**Text excerpt:**
•••

ESET has discovered a new email scam doing the rounds that tricks Vodafone customers into downloading the dreaded Nemucod trojan.
Another day, another email scam that uses a bit of social engineering to attract prey.
This time it’s Vodafone customers in the firing line, with a fake bill being sent around with the Nemucod trojan hidden at the back.
Ireland is one of the most successful hunting grounds for Nemucod, with Eset finding a 50.42pc detection rate in the country.
Considering the global average is just 15.82pc, that’s quite the figure.
Nemucod is used for further downloading of all kinds of malware, ranging from ransomware to backdoors and banking trojans.
In this instance, the scam targets Microsoft users in particular, and is relatively well disguised as the virus is hidden in plain sight.
“The code is heavily obfuscated but, once activated, it proceeds to download the Nemucod trojan, which is used for further downloading all kinds of malware, ranging from ransomware to backdoors and banking trojans.”
ESET noted a similar email scam earlier this summer, where Vodafone was substituted with BT.
“ESET Ireland urges caution when receiving emails like these and avoiding clicking on unverified links or opening attachments downloaded from them,” said the duo.
Vodafone also offers several online security tips on its website, which can help spot cyber-criminal activity and prevent people falling victim to it.
The Nemucod ransomware is one of the most malicious around and accounts for high percentages of viruses in many nations across Europe, North America and Asia – but Ireland is by far one of the most affected.
Discovered towards the end of 2015, Nemucod acts as a trojan, using infected attachments sent to a person and, when opened, encrypts the victims’ files on their PCs.
Whoever has instigated the ransomware will then demand payment for the return of the files, typically done through bitcoin transactions, where there is little to no traceability.
To make matters worse, the ransomware typically used is either TeslaCrypt or Locky, which both have encryption standards similar to those used by financial institutions when securing online payments.

•••

**Entries shown:**
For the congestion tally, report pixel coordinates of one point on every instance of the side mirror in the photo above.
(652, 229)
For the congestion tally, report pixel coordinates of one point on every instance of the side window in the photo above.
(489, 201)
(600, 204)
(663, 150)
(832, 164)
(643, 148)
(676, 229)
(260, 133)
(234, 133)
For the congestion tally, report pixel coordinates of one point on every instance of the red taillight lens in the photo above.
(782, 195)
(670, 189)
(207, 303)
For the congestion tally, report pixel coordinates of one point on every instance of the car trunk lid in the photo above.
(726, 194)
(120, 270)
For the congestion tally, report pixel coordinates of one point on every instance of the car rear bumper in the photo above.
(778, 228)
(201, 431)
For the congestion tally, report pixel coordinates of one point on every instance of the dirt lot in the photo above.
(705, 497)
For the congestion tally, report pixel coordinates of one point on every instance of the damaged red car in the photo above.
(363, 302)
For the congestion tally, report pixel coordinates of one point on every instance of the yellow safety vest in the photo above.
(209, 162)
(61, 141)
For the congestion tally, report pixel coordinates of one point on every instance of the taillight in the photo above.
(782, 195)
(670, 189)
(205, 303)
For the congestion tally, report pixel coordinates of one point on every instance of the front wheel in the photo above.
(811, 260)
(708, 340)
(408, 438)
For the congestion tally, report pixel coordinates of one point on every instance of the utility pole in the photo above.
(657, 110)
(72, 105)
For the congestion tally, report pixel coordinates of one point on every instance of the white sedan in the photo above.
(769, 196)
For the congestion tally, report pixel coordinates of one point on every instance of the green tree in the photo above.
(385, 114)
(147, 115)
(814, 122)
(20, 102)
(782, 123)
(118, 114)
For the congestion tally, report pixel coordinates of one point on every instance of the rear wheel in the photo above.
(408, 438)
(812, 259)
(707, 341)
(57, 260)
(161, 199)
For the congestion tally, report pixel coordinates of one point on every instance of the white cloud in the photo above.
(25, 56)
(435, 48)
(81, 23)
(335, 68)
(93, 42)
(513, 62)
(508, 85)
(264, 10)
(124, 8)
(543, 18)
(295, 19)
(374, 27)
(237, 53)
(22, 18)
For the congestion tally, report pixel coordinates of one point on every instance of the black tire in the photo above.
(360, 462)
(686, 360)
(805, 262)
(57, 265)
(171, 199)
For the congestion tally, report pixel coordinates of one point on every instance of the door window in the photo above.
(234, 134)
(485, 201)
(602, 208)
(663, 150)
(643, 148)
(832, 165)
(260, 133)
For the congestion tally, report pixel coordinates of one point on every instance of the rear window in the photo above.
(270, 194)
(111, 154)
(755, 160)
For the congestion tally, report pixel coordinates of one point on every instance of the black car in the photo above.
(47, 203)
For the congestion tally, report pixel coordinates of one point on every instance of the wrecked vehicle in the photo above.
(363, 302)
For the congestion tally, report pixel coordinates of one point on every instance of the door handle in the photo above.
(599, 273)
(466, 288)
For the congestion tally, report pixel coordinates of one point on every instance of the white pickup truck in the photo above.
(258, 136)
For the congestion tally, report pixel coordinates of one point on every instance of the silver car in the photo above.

•••

**Exercise aim:**
In the text on the Vodafone email scam, which company took Vodafone's place in a similar scam that ESET noted earlier in the summer?

**Result of the exercise:**
BT